━━━ SECCIÓN DEL DOCUMENTO
Sin embargo, estaba en plena etapa de construcción de un prestigio y una 'carrera' pioneril y mostrarme no ya en desacuerdo, sino tan siquiera a disgusto con algo que se suponía era una responsabilidad, era impensable y mal visto. Ser un rajado o un flojo -y por alguna macabra razón el apego a la familia se ha tomado en algunos momentos y por algunas figuras de poder como un signo de debilidad-, era algo incompatible con la figura del pionero ejemplar, que da el paso el frente y que está donde le corresponde. Echar de menos a mamá y a papá era una concesión permitida pero decidir no ir, no.
Recuerdo verme llorando algunas mañanas al despertarme y no sentirme en casa, recuerdo que por primera vez conocí el insomnio y el temor cuando las luces se apagaban. Recuerdo mis primeros conflictos existenciales, mis debates con mis propias contradicciones internas -tan joven y ya lidiando con incoherencias y juicios propios-, recuerdo sentirme una especie de doctor Jekyll y el Mr.Hyde que de noche disfrutaba las recreaciones, los bailes pero que el resto del día sentía la impostura de un personaje y unas acciones que muchas veces no quería hacer. Regresé a casa, cumplida la honorable misión de permanecer los 28 días, con marcas que aún conservo de picadas de mosquitos que me hicieron alergia y con otras huellas, menos visibles, que también seguramente conservo.
Sin embargo, poseo, también bastantes buenas imágenes de mis días ahí. En primer lugar, recuerdo el estrechamiento de las relaciones con los amigos o compañeros de aula, la solidaridad que se creaba por estar lejos de casa y tener que enfrentar y solucionar problemas desconocidos, recuerdo nítidamente escenas de afiliaciones dramáticas, casi novelescas, con esos perecederos hermanos de la infancia, que cuando niños parece que estarán para toda la vida. Recuerdo también la comida, podría detenerme en por qué esto era protagónico o notorio pero no es con lástima o negativismo que lo recuerdo: a todos nos encantaba la hora de ir a comer y perseguir con la mirada el trayecto de la mano de quien servía y colocaba sobre nuestras bandejas una buena porción de fanguito, recuerdo los yogures, los dulces, las meriendas.
━━━━━━
━━━ DATOS PARA REVISIÓN
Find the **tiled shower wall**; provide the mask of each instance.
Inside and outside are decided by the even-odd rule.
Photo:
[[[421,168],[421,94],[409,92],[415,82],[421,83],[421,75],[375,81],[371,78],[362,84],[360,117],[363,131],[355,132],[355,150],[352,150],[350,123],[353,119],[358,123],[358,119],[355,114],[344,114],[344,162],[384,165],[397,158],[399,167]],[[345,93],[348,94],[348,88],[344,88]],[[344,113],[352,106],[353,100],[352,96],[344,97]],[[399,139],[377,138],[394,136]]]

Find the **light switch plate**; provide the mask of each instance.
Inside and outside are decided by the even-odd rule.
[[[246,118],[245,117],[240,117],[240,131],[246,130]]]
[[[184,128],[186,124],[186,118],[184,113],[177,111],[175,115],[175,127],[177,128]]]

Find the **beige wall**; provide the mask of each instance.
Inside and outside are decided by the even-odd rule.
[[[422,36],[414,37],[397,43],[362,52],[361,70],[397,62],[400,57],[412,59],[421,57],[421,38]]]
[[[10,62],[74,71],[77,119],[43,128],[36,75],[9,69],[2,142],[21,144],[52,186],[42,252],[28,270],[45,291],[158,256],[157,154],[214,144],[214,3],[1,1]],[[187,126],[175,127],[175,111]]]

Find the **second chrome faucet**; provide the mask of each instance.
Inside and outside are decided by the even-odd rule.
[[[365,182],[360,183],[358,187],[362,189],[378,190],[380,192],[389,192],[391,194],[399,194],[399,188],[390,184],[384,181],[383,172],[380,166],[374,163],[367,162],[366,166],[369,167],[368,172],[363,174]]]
━━━━━━
- [EN QUÉ CONSISTE]:
Vuelva a escribir, sin alterar nada, el pasaje de la sección del documento que empieza en las palabras "Sin embargo, estaba" y termina después de "decidir no ir, no.".

- [RESPUESTA DEL EJERCICIO]:
Sin embargo, estaba en plena etapa de construcción de un prestigio y una 'carrera' pioneril y mostrarme no ya en desacuerdo, sino tan siquiera a disgusto con algo que se suponía era una responsabilidad, era impensable y mal visto. Ser un rajado o un flojo -y por alguna macabra razón el apego a la familia se ha tomado en algunos momentos y por algunas figuras de poder como un signo de debilidad-, era algo incompatible con la figura del pionero ejemplar, que da el paso el frente y que está donde le corresponde. Echar de menos a mamá y a papá era una concesión permitida pero decidir no ir, no.